> _Textauszug_:
····················

# Umfrage: Was macht ihr mit euern Brasen?



## Angler100 (1. Mai 2005)

*Umfrage: Was macht ihr mit euern Brassen?*

Moin! Ich habe jetzt zum ersten mal so große Brassen gefangen, dass ich ich sie auch mit nach Hause mitnehmen konnte. Doch ich weiss noch nicht, wie ich sie zubereiten lassen soll. Wahrscheinlich werde ich sie Braten lassen. Würde mich mal interessiern, was ihr mit euern Brassen macht. Werft ihr sie wieder zurück, oder isst ihr sie?
Begründet eure Entscheidung auch bitte!


----------



## Franz_16 (1. Mai 2005)

*AW: Umfrage: Was macht ihr mit euern Brasen?*

ich setze Brachsen meistens wieder zurück... ich mag die Viecher einfach nicht.. obwohl sie kulinarisch nicht zu verachten sind.. haben halt relativ viele Gräten 

Ich würde sie entweder räuchern, oder "Fischburger" daraus machen... 

Braten ist aber natürlich auch OK


----------



## Robin90 (1. Mai 2005)

*AW: Umfrage: Was macht ihr mit euern Brasen?*

Die haben doch so viele Gräten die kann man gar nicht essen!Ich hab schon sehr viele gefangen kleine und große und schmeiße sie alle zurück!!!

····················

> _Aufgaben_:
**A)** Beantworten Sie anhand der Forumsdiskussion über Brassen:
(i) Wie wird Angler100 die gefangenen Brassen wahrscheinlich zubereiten lassen?
(ii) Welche zwei Zubereitungsarten würde Franz_16 wählen?
(iii) Was macht Robin90 mit allen gefangenen Brassen?
**B)** Tippen Sie bitte einen Abschnitt der Forumsdiskussion über Brassen unverändert ab. Er beginnt mit „ich setze Brachsen“ und reicht bis einschließlich „Robin90 (1. Mai 2005)“.
**C)** Nennen Sie alle Benutzernamen, unter denen in der Forumsdiskussion über Brassen Beiträge stehen.
Grundlage ist allein die Forumsdiskussion oben.

····················

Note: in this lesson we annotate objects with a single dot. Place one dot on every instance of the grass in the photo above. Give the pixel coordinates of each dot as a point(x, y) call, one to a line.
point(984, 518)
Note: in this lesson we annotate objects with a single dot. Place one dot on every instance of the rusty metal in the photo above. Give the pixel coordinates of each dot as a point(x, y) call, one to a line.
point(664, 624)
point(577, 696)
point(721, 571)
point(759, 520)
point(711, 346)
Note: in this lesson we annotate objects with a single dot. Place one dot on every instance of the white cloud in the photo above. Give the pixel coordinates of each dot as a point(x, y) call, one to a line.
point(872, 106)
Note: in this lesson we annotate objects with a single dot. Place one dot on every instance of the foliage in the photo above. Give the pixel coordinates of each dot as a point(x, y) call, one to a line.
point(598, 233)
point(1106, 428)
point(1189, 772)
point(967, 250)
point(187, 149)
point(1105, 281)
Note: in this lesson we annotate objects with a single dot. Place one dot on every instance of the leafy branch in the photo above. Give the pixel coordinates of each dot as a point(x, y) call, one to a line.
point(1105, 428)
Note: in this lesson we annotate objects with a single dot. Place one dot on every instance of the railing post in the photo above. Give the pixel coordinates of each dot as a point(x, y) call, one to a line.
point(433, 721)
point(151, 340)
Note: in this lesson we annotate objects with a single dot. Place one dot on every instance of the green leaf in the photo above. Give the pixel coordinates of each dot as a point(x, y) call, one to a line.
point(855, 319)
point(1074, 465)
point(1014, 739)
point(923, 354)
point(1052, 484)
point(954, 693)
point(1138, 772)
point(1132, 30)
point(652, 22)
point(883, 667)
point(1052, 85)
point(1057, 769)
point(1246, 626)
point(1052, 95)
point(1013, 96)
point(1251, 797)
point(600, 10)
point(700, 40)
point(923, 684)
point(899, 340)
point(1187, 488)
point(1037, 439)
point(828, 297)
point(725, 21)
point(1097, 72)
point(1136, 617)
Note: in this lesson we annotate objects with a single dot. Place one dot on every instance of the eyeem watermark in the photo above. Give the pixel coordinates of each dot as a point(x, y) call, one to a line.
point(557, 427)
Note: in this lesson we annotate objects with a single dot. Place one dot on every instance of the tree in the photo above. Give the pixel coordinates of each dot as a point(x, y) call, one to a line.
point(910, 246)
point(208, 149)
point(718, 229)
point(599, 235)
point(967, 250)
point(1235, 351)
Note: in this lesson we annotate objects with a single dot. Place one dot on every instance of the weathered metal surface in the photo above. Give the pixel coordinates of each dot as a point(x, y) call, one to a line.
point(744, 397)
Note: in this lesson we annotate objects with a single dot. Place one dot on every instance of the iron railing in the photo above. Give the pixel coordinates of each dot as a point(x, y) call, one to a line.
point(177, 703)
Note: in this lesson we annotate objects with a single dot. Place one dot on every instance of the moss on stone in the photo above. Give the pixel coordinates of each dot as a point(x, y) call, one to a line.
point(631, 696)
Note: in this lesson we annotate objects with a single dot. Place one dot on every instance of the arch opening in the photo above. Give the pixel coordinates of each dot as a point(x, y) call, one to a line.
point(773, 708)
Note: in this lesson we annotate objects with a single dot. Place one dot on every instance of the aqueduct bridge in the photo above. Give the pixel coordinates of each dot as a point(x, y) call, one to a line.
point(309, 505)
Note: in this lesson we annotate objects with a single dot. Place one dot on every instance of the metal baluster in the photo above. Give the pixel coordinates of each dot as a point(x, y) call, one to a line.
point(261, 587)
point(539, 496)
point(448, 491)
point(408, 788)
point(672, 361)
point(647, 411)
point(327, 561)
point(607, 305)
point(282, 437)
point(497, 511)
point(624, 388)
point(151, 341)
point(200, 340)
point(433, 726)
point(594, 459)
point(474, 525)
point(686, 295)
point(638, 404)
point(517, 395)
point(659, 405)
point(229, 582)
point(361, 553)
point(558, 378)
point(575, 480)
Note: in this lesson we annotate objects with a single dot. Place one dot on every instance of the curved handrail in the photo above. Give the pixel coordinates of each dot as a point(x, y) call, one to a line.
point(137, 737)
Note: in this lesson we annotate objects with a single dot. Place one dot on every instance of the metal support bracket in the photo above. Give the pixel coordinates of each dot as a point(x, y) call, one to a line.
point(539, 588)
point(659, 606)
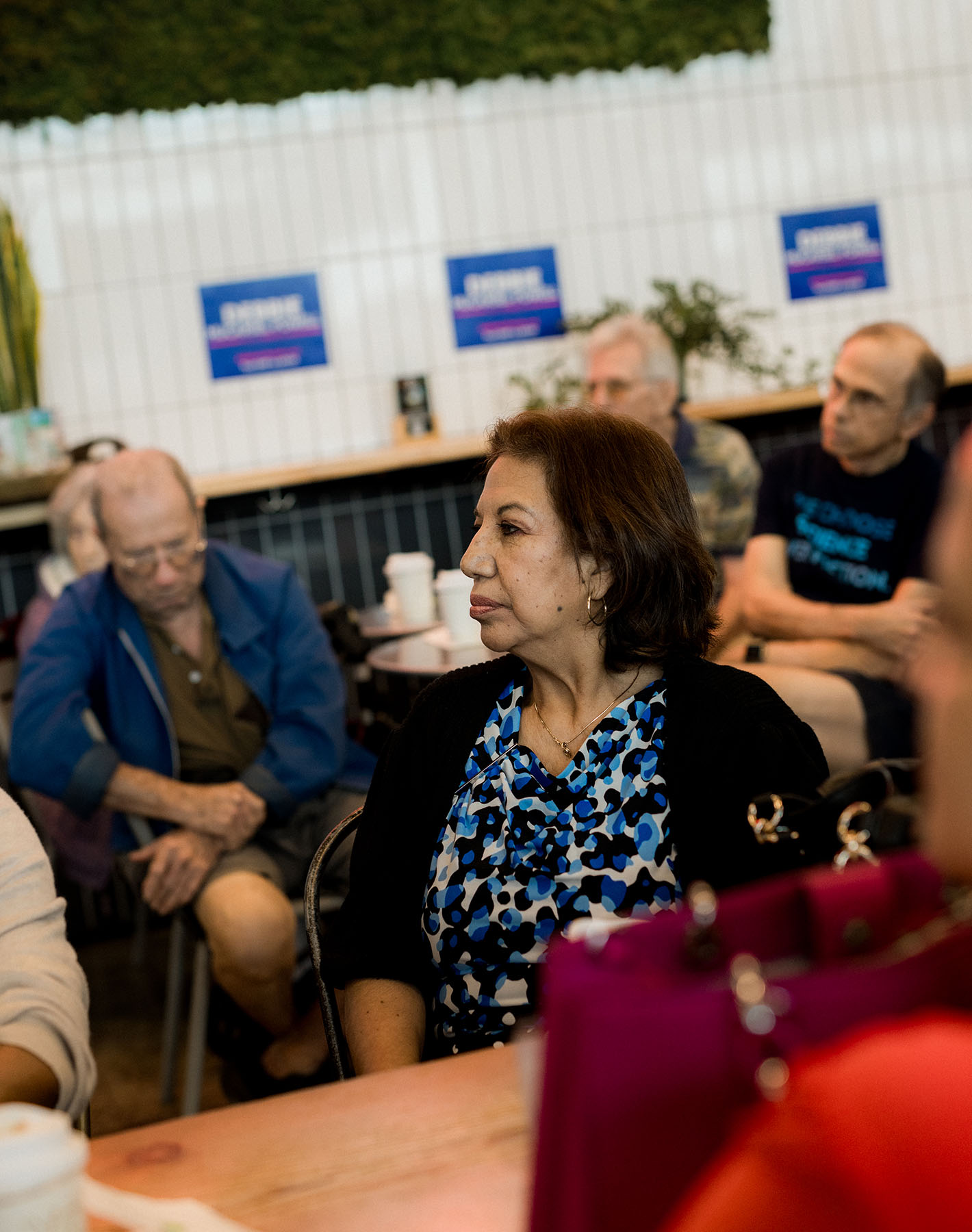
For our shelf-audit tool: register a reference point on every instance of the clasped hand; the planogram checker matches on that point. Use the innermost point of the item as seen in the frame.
(898, 625)
(227, 811)
(178, 864)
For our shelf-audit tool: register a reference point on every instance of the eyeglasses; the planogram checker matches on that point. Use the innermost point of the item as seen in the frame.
(143, 565)
(856, 400)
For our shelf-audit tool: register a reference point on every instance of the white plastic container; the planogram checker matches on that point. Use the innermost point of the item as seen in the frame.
(41, 1164)
(454, 589)
(411, 577)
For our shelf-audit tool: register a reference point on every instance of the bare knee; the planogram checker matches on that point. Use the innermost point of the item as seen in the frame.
(830, 704)
(249, 925)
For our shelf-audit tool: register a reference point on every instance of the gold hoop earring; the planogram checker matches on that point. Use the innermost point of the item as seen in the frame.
(590, 615)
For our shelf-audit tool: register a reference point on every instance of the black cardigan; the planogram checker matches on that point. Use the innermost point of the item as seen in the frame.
(728, 737)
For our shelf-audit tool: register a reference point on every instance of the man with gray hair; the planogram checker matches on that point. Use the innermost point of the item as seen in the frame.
(192, 683)
(631, 369)
(833, 577)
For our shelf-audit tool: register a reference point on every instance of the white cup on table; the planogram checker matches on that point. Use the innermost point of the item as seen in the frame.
(41, 1164)
(454, 589)
(411, 577)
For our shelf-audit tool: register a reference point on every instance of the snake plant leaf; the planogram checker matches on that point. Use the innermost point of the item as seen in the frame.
(18, 320)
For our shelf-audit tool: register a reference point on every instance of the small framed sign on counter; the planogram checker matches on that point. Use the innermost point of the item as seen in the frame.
(504, 297)
(264, 326)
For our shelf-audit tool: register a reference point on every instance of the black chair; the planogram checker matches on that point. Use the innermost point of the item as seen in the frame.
(314, 922)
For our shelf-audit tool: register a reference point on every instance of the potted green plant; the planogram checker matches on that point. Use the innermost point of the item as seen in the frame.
(27, 437)
(699, 320)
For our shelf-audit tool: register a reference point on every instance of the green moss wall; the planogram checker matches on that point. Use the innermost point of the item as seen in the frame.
(75, 58)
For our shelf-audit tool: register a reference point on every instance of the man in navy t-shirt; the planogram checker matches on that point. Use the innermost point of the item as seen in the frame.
(833, 574)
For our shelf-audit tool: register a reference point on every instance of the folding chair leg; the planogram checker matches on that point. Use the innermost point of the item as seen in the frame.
(172, 1005)
(199, 1013)
(137, 956)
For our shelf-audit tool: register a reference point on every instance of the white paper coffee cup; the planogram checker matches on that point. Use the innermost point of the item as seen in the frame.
(411, 577)
(41, 1164)
(454, 589)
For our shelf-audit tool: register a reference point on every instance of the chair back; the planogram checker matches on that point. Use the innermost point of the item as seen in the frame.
(312, 921)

····················

> _Lösungen zur Übung_:
**A)**
(i) Braten lassen.
(ii) Räuchern oder „Fischburger“ daraus machen.
(iii) Alle wieder zurückwerfen.

**B)**
ich setze Brachsen meistens wieder zurück... ich mag die Viecher einfach nicht.. obwohl sie kulinarisch nicht zu verachten sind.. haben halt relativ viele Gräten 

Ich würde sie entweder räuchern, oder "Fischburger" daraus machen... 

Braten ist aber natürlich auch OK


----------



## Robin90 (1. Mai 2005)

**C)** Angler100, Franz_16, Robin90